Coordinate annotation entries:
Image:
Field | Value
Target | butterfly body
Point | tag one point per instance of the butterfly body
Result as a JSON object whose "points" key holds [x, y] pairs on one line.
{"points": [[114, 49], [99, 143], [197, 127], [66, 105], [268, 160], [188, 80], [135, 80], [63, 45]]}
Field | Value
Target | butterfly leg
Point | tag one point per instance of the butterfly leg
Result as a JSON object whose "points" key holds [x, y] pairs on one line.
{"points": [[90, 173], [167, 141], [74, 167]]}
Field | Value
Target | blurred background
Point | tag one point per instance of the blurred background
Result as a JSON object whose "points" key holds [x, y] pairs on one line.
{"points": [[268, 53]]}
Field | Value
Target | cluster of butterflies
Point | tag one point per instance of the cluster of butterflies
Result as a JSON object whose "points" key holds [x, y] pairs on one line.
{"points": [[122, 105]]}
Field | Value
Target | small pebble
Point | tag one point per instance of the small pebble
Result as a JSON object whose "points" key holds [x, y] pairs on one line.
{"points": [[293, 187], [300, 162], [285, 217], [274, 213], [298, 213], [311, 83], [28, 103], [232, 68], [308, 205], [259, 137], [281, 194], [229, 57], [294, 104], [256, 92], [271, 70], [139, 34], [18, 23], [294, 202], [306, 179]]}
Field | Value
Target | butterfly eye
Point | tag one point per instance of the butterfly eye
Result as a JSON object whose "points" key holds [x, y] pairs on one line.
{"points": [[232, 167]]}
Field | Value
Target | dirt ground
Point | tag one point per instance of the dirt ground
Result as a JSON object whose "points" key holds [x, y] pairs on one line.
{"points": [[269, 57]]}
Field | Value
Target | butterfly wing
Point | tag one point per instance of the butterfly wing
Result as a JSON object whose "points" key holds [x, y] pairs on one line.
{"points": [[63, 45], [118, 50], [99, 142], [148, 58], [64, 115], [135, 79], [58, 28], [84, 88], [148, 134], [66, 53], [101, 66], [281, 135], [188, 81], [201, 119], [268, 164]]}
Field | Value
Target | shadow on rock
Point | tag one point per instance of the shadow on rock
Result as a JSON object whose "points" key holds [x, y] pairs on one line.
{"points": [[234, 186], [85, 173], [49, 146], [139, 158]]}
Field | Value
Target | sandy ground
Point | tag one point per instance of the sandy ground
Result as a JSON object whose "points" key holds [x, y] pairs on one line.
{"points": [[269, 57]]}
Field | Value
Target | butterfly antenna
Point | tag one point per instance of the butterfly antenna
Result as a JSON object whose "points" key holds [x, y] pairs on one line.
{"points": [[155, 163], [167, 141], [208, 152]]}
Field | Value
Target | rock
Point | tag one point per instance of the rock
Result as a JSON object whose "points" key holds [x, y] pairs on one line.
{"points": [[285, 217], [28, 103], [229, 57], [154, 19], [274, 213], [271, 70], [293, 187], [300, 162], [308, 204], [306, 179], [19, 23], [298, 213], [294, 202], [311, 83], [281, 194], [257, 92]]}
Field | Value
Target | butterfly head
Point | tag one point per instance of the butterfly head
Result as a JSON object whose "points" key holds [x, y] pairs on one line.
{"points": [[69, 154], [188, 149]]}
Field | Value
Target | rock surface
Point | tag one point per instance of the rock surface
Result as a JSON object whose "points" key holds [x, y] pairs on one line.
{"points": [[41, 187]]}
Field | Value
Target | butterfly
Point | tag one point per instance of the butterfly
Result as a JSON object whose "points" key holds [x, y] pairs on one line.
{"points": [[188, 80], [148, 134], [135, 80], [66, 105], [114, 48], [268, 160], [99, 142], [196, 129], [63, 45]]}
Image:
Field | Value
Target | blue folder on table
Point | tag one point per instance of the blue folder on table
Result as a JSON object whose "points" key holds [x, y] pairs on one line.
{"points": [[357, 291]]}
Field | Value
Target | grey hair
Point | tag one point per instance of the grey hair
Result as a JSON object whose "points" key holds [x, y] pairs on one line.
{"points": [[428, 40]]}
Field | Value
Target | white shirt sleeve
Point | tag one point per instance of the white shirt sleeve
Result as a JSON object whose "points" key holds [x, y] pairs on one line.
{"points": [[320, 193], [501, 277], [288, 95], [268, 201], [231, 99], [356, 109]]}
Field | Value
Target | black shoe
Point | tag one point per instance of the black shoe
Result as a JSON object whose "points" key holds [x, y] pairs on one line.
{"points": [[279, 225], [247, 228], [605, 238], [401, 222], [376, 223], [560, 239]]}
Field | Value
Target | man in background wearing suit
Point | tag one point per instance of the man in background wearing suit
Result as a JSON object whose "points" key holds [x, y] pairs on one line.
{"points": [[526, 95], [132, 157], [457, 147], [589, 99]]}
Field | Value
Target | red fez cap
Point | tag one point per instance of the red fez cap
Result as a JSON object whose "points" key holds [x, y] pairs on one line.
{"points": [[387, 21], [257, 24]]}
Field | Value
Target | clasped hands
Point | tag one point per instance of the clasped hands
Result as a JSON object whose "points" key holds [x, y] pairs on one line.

Written exercise
Every entry needs to be retyped exactly.

Right answer
Image:
Field | Value
Target | butterfly body
Point | tag one point per instance of the butterfly body
Result as a JSON object whose "points" key holds [x, y] pairs on one line.
{"points": [[114, 49], [99, 143], [197, 127], [66, 105], [268, 160], [188, 80], [135, 80], [63, 45]]}
Field | Value
Target | butterfly leg
Point | tag one point per instance of the butterfly leg
Result as a JSON object whose "points" key holds [x, y] pairs on one line.
{"points": [[90, 173], [167, 141], [74, 167]]}
Field | Value
Target | blurred background
Point | tag one point per instance of the blurred background
Result as a JSON object whose "points" key holds [x, y] pairs on one line.
{"points": [[268, 53]]}
Field | Value
Target | cluster of butterflies
Point | tag one point per instance of the cluster of butterflies
Result as a JSON object whose "points" key holds [x, y] pairs on one line.
{"points": [[122, 105]]}
Field | Value
Target | small pebble
Point | tag one point per instance of the small pebble
Result as a JSON object whose "points" key holds [x, y] pairs on one line.
{"points": [[293, 187], [300, 162], [285, 217], [274, 213], [298, 213], [311, 83], [28, 103], [232, 68], [308, 205], [259, 137], [281, 194], [229, 57], [294, 104], [256, 92], [271, 70], [139, 34], [18, 23], [294, 202], [306, 179]]}
Field | Value
Target | butterfly eye
Point | tag one point per instance of the butterfly eye
Result as a JSON object whose "points" key holds [x, y] pairs on one line.
{"points": [[232, 167]]}
Field | Value
Target | dirt ground
Point | tag one point per instance of the dirt ground
Result as a JSON object whose "points" key holds [x, y] pairs on one line.
{"points": [[269, 57]]}
Field | Value
Target | butterfly wing
Point | tag one point per instance of the butterfly wing
Result as a JSON object whose "points" key holds [x, y] pairs on one line.
{"points": [[63, 45], [118, 50], [99, 142], [148, 58], [64, 115], [135, 79], [58, 28], [84, 88], [148, 134], [66, 53], [101, 66], [281, 135], [188, 81], [201, 119], [268, 164]]}
Field | Value
Target | shadow on rock
Point | tag one point per instance of the shadow on rock
Result as a JSON object whose "points" key holds [x, y] pairs on one line.
{"points": [[234, 186], [85, 173], [49, 146], [139, 158]]}
Field | Value
Target | sandy ground
Point | tag one point per instance of the sandy ground
Result as a JSON object whose "points" key holds [x, y] pairs on one line.
{"points": [[269, 57]]}
Field | Value
Target | butterfly antenna
Point | tag one point per instance of the butterfly antenna
Result as a JSON object whose "points" key holds [x, y] pairs on one line.
{"points": [[155, 163], [167, 141], [208, 152]]}
Field | Value
Target | rock
Point | tag one point per instance of the rock
Result as a JSON object whose "points" key holds [x, y] pairs on one line.
{"points": [[285, 217], [28, 103], [229, 57], [154, 19], [274, 213], [271, 70], [293, 187], [300, 162], [308, 204], [306, 179], [19, 23], [298, 213], [294, 202], [311, 83], [281, 194], [257, 92]]}
Field | Value
Target | butterfly head
Point | tag one point per instance of the butterfly head
Result as a JSON object whose "points" key holds [x, y] pairs on one line.
{"points": [[69, 154], [188, 149]]}
Field | Value
Target | rock surface
Point | tag one point per instance of the rock surface
Result as a JSON object whose "points" key holds [x, y] pairs on one line.
{"points": [[41, 187]]}
Field | Value
Target | butterfly
Point | tag one point per instance of the butterfly
Result as a JSON object whose "points" key holds [x, y] pairs on one line.
{"points": [[188, 80], [148, 134], [135, 80], [66, 105], [114, 48], [268, 160], [99, 142], [196, 129], [63, 45]]}
Image:
Field | Value
Target | blue folder on table
Point | tag one point per instance of the blue folder on table
Result as a JSON object whose "points" key holds [x, y] pairs on one line.
{"points": [[357, 291]]}
Field | Value
Target | grey hair
Point | tag one point per instance of the grey hair
Result as a JSON object whose "points" key holds [x, y] pairs on one line.
{"points": [[428, 40]]}
Field | Value
Target | white shirt sleeve
Point | tag one point per instance of the white shirt sleeve
Result as a JSON object whose "points" key holds [x, y] pairs on one line.
{"points": [[320, 193], [501, 277], [288, 95], [268, 201], [231, 99], [356, 109]]}
Field | Value
Target | black shoe
Point | tag one point per instance of the black shoe
Result as a JSON object whose "points" key holds [x, y] pairs on one line.
{"points": [[279, 225], [247, 228], [605, 238], [401, 222], [376, 223], [560, 239]]}
Field | Value
Target | man in background wearing suit
Point | tag one point per instance of the man in background wearing suit
Result as a JSON object whose "points" key holds [x, y] pairs on one line.
{"points": [[526, 95], [132, 157], [457, 147], [589, 99]]}
Field | Value
Target | red fez cap
Point | tag one point per instance of the red fez cap
Result as a JSON object whose "points" key holds [x, y] pairs on one line.
{"points": [[387, 21], [257, 24]]}
Field | Value
Target | clasped hands
Point | tag one point per instance of the clasped hands
Result as a JSON object whose "points" key holds [x, y] pairs on one line.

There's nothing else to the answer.